### EXERCISE GOAL
The records that follow must be transcribed in full, without any change.

### DATA SECTION

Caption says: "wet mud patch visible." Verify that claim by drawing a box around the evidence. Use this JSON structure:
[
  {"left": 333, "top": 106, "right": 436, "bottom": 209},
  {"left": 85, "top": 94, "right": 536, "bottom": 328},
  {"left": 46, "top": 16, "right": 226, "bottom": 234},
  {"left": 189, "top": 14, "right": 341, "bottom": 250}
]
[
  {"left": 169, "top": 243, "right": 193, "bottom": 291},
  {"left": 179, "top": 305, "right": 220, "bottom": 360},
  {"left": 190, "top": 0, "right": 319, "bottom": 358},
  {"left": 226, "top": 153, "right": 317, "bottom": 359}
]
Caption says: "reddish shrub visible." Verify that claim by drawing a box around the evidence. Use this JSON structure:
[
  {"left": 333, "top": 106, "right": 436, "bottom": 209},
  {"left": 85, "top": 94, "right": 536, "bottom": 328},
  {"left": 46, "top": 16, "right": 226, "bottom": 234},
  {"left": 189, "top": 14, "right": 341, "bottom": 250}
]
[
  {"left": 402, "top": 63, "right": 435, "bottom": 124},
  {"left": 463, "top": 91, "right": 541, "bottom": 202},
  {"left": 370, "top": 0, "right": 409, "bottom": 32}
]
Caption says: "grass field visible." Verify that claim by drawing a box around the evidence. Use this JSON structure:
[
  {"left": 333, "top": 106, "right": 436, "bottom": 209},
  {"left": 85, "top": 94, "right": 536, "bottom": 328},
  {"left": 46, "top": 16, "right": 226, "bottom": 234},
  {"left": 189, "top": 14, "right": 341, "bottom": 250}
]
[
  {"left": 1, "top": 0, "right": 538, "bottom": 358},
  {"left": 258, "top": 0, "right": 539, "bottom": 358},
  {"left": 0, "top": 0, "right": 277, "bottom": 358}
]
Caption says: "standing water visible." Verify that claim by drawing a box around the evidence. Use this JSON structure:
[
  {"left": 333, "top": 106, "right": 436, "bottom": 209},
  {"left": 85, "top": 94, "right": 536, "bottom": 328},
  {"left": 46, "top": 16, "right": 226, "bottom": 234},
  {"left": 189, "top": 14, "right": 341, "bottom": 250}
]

### ANSWER TO THE PROBLEM
Caption says: "wet mud patch visible." Verify that claim by drawing a box around the evidence. Use this JSON structure:
[
  {"left": 333, "top": 106, "right": 436, "bottom": 209},
  {"left": 85, "top": 94, "right": 536, "bottom": 328},
  {"left": 46, "top": 16, "right": 226, "bottom": 234},
  {"left": 189, "top": 14, "right": 341, "bottom": 250}
]
[
  {"left": 169, "top": 243, "right": 193, "bottom": 291},
  {"left": 179, "top": 305, "right": 220, "bottom": 360},
  {"left": 190, "top": 0, "right": 319, "bottom": 358},
  {"left": 226, "top": 153, "right": 317, "bottom": 359}
]
Caption says: "reddish shrub visible." Verify that claim by drawing a box around the evidence. Use this JSON structure:
[
  {"left": 333, "top": 106, "right": 436, "bottom": 209},
  {"left": 85, "top": 94, "right": 536, "bottom": 328},
  {"left": 46, "top": 16, "right": 226, "bottom": 234},
  {"left": 189, "top": 14, "right": 341, "bottom": 250}
]
[
  {"left": 402, "top": 63, "right": 435, "bottom": 124},
  {"left": 463, "top": 91, "right": 541, "bottom": 202},
  {"left": 370, "top": 0, "right": 409, "bottom": 32}
]
Caption says: "grass field visible." Verify that claim by drawing a box around the evidence. Use this JSON structure:
[
  {"left": 333, "top": 106, "right": 436, "bottom": 209},
  {"left": 85, "top": 94, "right": 536, "bottom": 328},
  {"left": 46, "top": 16, "right": 226, "bottom": 234},
  {"left": 189, "top": 14, "right": 341, "bottom": 250}
]
[
  {"left": 1, "top": 0, "right": 538, "bottom": 358},
  {"left": 258, "top": 0, "right": 539, "bottom": 358},
  {"left": 0, "top": 0, "right": 277, "bottom": 358}
]
Caption says: "standing water visible." Verify that claim by drawing a box around the evidence. Use this JSON structure:
[
  {"left": 333, "top": 106, "right": 436, "bottom": 209},
  {"left": 85, "top": 94, "right": 536, "bottom": 328},
  {"left": 46, "top": 16, "right": 226, "bottom": 234},
  {"left": 189, "top": 14, "right": 341, "bottom": 250}
]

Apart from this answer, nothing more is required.